>> BEGIN Information given

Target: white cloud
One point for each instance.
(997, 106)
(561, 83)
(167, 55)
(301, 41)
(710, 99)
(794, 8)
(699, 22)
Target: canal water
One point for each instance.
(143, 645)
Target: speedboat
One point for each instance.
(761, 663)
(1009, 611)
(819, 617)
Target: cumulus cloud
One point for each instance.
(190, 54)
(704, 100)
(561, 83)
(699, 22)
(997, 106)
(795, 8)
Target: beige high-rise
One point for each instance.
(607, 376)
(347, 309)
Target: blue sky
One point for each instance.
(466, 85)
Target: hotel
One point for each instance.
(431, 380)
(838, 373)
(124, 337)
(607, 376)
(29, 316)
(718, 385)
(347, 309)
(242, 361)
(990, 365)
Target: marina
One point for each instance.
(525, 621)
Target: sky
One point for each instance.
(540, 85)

>> END Information given

- _What you need to do_: Reproduce all of the items above, replacing every "Target" with "Object" and leaving everything else unchanged.

- _Problem solution_:
Object: white cloud
One point for each instance.
(997, 106)
(561, 83)
(167, 55)
(301, 41)
(710, 99)
(794, 8)
(699, 22)
Object: canal water
One point for each instance.
(143, 645)
Object: speedboat
One point for each instance.
(761, 663)
(1009, 611)
(819, 617)
Object: cumulus cloud
One point for each instance.
(190, 54)
(704, 100)
(561, 83)
(699, 22)
(997, 106)
(795, 8)
Object: beige high-rise
One point for each instance.
(607, 376)
(347, 309)
Object: blue sky
One point for each instance.
(466, 85)
Object: hotel
One point for each instance.
(431, 380)
(838, 373)
(124, 337)
(607, 376)
(29, 316)
(718, 385)
(347, 309)
(242, 361)
(990, 365)
Object: marina
One point for each instance.
(525, 621)
Object: sky
One point for each instance.
(540, 85)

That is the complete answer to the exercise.